### [PROBLEM TO SOLVE]
Could you print all the entries exactly?

======== RECORDS PROVIDED

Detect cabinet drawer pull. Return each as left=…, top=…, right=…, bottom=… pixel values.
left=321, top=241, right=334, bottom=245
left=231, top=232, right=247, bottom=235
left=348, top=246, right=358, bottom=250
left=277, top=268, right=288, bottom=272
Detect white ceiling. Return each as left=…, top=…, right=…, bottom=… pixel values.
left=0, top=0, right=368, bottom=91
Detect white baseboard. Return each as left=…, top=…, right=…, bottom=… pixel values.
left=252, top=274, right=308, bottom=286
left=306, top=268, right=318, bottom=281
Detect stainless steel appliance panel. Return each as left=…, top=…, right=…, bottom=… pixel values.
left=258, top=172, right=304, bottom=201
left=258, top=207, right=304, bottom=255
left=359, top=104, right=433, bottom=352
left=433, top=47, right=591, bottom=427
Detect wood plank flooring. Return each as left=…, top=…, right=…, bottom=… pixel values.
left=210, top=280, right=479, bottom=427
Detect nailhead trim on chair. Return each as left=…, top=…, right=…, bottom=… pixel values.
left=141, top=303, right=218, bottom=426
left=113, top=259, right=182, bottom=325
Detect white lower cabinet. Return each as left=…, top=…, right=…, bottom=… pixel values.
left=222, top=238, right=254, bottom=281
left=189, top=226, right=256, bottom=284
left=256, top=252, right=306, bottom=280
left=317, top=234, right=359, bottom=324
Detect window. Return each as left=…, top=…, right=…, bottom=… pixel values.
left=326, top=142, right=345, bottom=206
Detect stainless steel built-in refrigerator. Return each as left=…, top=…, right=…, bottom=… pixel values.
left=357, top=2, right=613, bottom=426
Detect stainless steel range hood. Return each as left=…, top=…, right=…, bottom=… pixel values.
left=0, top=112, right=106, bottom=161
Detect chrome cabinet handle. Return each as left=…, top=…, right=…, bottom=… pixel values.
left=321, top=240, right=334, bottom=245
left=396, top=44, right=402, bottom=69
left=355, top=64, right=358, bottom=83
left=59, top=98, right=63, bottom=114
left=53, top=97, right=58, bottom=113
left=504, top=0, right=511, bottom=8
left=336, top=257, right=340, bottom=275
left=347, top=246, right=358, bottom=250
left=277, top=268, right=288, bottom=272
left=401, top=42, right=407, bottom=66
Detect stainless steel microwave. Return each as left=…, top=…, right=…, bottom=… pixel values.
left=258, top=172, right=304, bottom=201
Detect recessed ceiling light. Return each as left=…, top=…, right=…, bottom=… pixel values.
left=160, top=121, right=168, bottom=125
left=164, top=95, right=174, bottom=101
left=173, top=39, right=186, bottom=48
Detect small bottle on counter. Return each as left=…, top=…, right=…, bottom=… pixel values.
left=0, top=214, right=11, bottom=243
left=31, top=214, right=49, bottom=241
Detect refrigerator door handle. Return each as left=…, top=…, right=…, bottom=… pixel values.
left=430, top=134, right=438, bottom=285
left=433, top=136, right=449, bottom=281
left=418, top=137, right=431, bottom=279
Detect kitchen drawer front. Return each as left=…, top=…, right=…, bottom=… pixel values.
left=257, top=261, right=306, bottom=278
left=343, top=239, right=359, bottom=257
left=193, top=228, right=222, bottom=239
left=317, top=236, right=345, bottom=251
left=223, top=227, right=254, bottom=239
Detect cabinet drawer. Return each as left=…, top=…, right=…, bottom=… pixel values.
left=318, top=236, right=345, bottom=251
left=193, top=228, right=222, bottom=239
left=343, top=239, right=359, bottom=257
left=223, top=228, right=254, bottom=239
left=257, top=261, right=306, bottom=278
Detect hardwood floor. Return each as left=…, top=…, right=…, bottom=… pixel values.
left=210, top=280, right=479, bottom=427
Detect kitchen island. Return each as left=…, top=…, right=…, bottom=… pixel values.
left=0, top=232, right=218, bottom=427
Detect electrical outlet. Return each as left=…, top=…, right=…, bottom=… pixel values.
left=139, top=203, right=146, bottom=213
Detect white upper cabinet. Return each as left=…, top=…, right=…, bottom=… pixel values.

================

### [RESULT OF THIS EXERCISE]
Detect cabinet drawer pull. Return each as left=…, top=…, right=…, bottom=… pixel values.
left=321, top=241, right=334, bottom=245
left=231, top=232, right=247, bottom=235
left=348, top=246, right=358, bottom=250
left=277, top=268, right=288, bottom=272
Detect white ceiling. Return each as left=…, top=…, right=…, bottom=… pixel values.
left=0, top=0, right=368, bottom=91
Detect white baseboard. Return each as left=…, top=…, right=…, bottom=… pixel values.
left=252, top=274, right=308, bottom=286
left=306, top=268, right=318, bottom=281
Detect stainless steel appliance panel. Return each as left=…, top=…, right=…, bottom=… pixel values.
left=258, top=172, right=304, bottom=201
left=258, top=207, right=304, bottom=255
left=359, top=104, right=433, bottom=352
left=433, top=47, right=591, bottom=427
Detect wood plank flooring. Return each as left=…, top=…, right=…, bottom=… pixel values.
left=210, top=280, right=479, bottom=427
Detect nailhead trim on chair. Return each as left=…, top=…, right=…, bottom=… pixel values.
left=141, top=303, right=218, bottom=426
left=113, top=259, right=182, bottom=325
Detect white lower cabinet. Return each as left=…, top=…, right=…, bottom=… pixel values.
left=222, top=238, right=254, bottom=281
left=189, top=226, right=256, bottom=284
left=256, top=252, right=306, bottom=280
left=317, top=234, right=359, bottom=324
Detect window. Return each as left=…, top=…, right=…, bottom=… pixel values.
left=326, top=142, right=345, bottom=206
Detect stainless steel built-in refrigerator. Return each as left=…, top=…, right=…, bottom=… pixel values.
left=357, top=2, right=613, bottom=426
Detect stainless steel range hood. Return each as left=…, top=…, right=…, bottom=… pixel values.
left=0, top=112, right=106, bottom=161
Detect chrome cabinet handle. Return each as left=…, top=…, right=…, bottom=… pixel values.
left=321, top=240, right=334, bottom=245
left=396, top=44, right=402, bottom=69
left=355, top=64, right=358, bottom=83
left=59, top=98, right=63, bottom=114
left=53, top=97, right=58, bottom=113
left=504, top=0, right=511, bottom=8
left=336, top=257, right=340, bottom=275
left=347, top=246, right=358, bottom=250
left=277, top=268, right=288, bottom=272
left=401, top=42, right=407, bottom=66
Detect stainless steel microwave. Return each as left=…, top=…, right=…, bottom=… pixel values.
left=258, top=172, right=304, bottom=201
Detect recessed ceiling light. Return each as left=…, top=…, right=…, bottom=… pixel values.
left=160, top=121, right=168, bottom=125
left=164, top=95, right=174, bottom=101
left=173, top=39, right=186, bottom=48
Detect small bottle on counter. Return each as left=…, top=…, right=…, bottom=… pixel values.
left=0, top=214, right=11, bottom=243
left=31, top=214, right=49, bottom=241
Detect refrigerator door handle. Return each as left=…, top=…, right=…, bottom=… pixel values.
left=430, top=134, right=438, bottom=285
left=433, top=136, right=449, bottom=281
left=418, top=137, right=431, bottom=279
Detect kitchen drawer front. Return each as left=…, top=…, right=…, bottom=… pixel values.
left=257, top=261, right=306, bottom=278
left=343, top=239, right=359, bottom=257
left=193, top=228, right=222, bottom=239
left=317, top=236, right=345, bottom=251
left=223, top=227, right=254, bottom=239
Detect cabinet drawer. Return each as left=…, top=…, right=…, bottom=… pixel values.
left=318, top=236, right=345, bottom=251
left=193, top=228, right=222, bottom=239
left=343, top=239, right=359, bottom=257
left=223, top=228, right=254, bottom=239
left=257, top=261, right=306, bottom=278
Detect hardwood floor. Return each as left=…, top=…, right=…, bottom=… pixel values.
left=210, top=280, right=479, bottom=427
Detect kitchen island. Return each as left=…, top=…, right=…, bottom=… pixel values.
left=0, top=232, right=218, bottom=427
Detect electrical outlet. Return each as left=…, top=…, right=…, bottom=… pixel values.
left=139, top=203, right=146, bottom=213
Detect white upper cabinet. Return each as left=…, top=…, right=…, bottom=… pixel values.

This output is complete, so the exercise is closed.